Goal of the exercise
Copy out exactly the lines from the one containing "Place a marker on the gazebo" to the end of the records below, both included, and nothing else.

*** Input data ***

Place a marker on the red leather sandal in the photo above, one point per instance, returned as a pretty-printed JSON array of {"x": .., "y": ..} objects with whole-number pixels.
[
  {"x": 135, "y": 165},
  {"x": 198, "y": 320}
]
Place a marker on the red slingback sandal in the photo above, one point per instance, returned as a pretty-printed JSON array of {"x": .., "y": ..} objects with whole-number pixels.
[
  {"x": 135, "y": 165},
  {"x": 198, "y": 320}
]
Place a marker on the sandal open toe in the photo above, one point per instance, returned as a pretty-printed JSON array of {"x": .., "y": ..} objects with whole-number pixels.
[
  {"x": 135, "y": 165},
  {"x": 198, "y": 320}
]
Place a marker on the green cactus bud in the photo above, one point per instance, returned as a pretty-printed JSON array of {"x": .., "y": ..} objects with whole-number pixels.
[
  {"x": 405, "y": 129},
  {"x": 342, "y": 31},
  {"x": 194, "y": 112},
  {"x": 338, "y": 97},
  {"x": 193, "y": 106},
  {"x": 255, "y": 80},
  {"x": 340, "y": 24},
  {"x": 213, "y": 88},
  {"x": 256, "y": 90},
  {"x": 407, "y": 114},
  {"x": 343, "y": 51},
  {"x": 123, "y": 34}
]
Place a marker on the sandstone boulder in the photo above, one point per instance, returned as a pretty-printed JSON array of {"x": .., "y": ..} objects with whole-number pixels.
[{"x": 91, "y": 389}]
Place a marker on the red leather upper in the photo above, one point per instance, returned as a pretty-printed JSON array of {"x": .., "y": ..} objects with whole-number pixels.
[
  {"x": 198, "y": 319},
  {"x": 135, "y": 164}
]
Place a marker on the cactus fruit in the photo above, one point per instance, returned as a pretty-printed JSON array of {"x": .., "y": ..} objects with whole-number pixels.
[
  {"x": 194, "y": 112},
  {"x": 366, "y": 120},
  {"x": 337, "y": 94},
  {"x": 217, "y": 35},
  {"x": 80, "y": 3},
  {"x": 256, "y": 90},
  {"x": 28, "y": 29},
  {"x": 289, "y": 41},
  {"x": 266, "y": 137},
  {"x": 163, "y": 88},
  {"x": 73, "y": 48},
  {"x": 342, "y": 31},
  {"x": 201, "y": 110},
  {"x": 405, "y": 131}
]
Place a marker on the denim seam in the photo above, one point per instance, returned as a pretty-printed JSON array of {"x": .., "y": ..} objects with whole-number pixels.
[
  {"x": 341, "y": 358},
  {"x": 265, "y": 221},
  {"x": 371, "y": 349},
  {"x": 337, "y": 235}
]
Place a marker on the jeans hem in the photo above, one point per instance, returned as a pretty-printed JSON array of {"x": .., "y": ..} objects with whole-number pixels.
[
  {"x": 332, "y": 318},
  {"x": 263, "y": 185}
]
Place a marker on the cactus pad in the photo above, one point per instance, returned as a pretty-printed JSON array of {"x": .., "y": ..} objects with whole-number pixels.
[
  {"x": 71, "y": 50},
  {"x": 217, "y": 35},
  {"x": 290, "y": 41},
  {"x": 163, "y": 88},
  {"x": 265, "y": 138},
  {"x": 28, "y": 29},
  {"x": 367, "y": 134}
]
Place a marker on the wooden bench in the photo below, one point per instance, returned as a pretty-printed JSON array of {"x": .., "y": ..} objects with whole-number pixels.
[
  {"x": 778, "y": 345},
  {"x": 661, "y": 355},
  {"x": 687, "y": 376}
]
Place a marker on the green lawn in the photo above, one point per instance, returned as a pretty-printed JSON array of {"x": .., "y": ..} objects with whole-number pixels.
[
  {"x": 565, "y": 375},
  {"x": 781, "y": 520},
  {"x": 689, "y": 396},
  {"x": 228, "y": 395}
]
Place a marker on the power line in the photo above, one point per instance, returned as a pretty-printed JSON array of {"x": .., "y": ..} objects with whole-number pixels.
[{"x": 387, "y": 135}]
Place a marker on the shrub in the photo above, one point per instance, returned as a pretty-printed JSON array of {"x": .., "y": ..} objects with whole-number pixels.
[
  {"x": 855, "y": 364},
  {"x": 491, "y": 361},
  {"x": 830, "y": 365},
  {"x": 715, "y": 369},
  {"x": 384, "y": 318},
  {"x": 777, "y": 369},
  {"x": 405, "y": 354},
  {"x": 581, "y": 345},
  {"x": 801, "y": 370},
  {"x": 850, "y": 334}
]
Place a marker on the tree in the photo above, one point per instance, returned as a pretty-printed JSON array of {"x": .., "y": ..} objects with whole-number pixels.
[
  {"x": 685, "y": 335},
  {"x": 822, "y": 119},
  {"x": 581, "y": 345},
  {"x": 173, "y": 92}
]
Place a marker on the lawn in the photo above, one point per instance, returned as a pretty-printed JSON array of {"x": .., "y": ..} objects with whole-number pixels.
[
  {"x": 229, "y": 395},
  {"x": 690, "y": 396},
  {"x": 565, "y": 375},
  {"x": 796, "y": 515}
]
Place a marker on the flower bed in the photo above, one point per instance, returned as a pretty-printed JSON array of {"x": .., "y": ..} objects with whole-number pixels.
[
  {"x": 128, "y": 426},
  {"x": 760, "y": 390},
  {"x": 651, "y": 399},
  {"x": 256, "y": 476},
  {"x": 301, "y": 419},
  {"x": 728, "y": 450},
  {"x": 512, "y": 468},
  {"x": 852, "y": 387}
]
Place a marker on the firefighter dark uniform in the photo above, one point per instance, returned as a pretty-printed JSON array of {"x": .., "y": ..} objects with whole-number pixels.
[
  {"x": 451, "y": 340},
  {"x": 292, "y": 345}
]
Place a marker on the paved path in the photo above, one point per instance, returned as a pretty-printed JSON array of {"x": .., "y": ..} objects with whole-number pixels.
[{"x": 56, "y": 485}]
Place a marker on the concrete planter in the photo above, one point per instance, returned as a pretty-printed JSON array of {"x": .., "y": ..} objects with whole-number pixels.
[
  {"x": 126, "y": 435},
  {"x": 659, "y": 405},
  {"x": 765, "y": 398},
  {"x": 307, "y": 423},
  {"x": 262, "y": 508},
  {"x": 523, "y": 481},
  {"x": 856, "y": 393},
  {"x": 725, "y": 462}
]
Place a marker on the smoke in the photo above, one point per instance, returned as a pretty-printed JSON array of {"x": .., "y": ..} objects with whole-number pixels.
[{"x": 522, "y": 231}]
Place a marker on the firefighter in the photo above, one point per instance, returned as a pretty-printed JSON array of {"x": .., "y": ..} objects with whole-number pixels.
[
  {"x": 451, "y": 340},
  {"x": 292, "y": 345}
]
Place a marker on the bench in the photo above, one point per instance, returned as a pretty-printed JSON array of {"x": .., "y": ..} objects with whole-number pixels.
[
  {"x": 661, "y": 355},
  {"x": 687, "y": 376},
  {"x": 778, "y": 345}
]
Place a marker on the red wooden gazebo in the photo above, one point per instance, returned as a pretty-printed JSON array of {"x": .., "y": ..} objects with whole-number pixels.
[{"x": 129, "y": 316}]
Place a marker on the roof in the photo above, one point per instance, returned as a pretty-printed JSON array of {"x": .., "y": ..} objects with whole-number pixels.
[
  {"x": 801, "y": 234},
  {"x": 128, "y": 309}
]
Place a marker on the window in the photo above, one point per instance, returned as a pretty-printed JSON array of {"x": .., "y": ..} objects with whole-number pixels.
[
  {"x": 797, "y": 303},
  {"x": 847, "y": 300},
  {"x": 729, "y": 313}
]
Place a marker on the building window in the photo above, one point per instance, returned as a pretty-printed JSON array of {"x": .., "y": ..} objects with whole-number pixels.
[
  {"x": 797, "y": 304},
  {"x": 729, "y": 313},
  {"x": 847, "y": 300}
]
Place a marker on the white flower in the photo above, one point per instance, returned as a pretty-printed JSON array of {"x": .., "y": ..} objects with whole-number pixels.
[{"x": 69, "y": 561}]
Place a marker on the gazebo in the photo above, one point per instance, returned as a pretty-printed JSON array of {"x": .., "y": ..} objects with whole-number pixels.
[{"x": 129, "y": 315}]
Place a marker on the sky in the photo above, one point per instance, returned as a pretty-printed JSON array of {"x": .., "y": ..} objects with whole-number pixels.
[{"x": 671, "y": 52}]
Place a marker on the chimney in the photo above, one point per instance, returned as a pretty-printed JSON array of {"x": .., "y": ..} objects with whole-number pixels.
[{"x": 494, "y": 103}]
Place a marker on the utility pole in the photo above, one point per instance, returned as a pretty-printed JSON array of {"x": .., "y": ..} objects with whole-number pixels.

*** End of Input data ***

Response to the exercise
Place a marker on the gazebo in the photo above, one point per instance, returned as a pretty-printed JSON array of {"x": .., "y": ..} objects with whole-number pixels.
[{"x": 129, "y": 315}]
Place a marker on the sky in the photo above, one point per instance, returned as a pretty-printed JSON array of {"x": .., "y": ..} objects with whole-number pixels.
[{"x": 671, "y": 52}]
Place a marker on the chimney in the photo above, one point per instance, returned as a pretty-printed JSON array of {"x": .., "y": ..} objects with whole-number pixels.
[{"x": 494, "y": 103}]
Place a marker on the utility pole in the photo above, one point per instance, returned as a pretty-printed JSON array of {"x": .., "y": ..} objects with whole-number pixels.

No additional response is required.